Activity >> Filter the entries down to the lines containing "below", and copy those lines.

**** Given records

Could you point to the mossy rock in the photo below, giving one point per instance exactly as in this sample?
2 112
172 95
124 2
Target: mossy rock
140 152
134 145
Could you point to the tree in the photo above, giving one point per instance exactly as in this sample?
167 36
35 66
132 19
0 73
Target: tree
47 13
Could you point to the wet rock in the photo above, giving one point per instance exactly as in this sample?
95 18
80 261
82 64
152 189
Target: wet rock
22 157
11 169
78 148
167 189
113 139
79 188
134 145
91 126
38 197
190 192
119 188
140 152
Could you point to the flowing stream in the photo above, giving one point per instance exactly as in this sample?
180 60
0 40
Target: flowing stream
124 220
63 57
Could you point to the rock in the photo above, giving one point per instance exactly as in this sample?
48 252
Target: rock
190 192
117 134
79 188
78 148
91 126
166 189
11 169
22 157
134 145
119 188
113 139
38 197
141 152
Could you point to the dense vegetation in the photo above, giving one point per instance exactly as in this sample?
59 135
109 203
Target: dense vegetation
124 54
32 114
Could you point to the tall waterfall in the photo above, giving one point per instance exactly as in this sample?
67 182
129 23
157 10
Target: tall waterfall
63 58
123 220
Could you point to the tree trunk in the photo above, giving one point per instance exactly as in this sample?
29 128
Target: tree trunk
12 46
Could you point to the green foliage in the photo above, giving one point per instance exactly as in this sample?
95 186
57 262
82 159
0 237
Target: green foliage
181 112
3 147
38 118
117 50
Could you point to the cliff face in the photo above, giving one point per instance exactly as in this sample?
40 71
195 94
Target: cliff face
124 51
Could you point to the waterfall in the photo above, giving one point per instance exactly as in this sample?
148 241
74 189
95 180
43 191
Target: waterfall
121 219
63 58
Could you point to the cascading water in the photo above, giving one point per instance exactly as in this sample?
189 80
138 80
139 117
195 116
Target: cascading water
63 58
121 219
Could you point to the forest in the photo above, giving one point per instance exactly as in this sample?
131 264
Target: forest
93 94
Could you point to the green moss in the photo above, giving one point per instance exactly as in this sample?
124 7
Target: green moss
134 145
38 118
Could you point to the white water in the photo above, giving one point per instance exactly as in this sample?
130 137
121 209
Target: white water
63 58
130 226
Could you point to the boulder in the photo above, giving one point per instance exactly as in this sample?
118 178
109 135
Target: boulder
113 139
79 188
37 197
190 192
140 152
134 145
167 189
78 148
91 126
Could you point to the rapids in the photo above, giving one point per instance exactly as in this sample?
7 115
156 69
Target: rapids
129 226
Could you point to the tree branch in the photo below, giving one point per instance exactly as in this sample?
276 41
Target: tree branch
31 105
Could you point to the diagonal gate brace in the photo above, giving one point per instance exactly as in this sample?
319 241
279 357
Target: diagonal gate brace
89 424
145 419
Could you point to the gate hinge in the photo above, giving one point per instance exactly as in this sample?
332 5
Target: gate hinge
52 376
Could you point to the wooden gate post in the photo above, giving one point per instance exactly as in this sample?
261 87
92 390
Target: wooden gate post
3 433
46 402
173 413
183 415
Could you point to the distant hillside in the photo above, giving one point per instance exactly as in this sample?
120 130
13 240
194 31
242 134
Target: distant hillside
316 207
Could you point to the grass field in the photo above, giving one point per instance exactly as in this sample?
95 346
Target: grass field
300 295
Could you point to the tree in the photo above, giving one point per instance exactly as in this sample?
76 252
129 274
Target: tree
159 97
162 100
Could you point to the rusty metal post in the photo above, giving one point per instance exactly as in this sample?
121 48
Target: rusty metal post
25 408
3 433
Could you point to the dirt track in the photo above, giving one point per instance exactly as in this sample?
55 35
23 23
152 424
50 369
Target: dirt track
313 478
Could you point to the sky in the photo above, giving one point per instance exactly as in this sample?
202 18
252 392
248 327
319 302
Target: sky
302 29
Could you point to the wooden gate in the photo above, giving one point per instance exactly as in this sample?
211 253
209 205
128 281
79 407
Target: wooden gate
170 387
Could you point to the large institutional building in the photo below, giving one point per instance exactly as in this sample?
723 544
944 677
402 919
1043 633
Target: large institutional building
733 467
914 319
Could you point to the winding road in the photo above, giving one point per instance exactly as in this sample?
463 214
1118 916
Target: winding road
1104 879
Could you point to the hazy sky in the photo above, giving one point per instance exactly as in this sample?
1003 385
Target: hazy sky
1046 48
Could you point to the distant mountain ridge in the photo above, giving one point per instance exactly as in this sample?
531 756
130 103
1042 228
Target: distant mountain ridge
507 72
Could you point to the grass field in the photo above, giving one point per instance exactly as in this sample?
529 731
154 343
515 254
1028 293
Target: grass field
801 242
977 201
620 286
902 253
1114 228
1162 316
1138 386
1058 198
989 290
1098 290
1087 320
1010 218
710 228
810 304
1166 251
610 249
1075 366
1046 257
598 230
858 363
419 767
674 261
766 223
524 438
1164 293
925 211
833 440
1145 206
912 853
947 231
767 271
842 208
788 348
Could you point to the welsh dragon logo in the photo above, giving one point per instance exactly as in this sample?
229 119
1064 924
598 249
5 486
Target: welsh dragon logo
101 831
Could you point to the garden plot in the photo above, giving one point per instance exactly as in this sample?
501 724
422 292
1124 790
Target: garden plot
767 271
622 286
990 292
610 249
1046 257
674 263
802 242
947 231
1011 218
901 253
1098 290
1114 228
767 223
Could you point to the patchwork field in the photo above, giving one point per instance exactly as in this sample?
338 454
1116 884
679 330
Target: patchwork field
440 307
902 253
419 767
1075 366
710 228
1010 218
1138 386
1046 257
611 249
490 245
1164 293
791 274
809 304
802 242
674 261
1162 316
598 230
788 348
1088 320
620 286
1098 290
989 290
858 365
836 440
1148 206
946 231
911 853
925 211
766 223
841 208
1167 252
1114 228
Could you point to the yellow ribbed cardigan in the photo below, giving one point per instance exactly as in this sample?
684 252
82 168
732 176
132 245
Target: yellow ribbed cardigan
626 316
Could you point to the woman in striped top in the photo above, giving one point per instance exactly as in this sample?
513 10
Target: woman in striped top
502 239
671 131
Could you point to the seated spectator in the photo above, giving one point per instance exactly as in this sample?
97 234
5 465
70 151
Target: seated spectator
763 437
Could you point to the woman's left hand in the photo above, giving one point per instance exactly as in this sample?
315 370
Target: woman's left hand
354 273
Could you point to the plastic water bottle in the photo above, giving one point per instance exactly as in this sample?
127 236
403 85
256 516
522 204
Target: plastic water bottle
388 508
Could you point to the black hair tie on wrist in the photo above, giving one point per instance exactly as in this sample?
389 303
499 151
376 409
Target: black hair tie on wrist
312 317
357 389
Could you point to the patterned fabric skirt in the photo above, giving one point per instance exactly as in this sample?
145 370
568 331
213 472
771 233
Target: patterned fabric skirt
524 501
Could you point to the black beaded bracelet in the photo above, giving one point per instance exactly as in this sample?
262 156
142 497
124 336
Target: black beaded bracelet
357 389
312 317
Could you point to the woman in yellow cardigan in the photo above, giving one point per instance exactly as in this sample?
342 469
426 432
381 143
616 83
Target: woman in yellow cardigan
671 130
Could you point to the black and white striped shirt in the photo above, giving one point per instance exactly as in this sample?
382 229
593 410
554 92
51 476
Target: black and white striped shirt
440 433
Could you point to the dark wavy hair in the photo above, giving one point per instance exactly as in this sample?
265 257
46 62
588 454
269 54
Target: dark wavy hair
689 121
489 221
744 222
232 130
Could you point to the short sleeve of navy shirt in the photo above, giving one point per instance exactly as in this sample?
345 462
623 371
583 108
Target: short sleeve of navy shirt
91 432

********

Result of this task >>
Could you point to the mossy rock in the photo below, giving one point per instance exactly as in this sample?
Could you point to the tree branch in the photo below, giving one point per instance exactly as in this sample?
Could you point to the large institutional building in the photo below, giving one point per instance exactly as in this sample?
Could you point to the yellow ribbed cardigan in the photo below, giving one point per instance exactly as in this sample?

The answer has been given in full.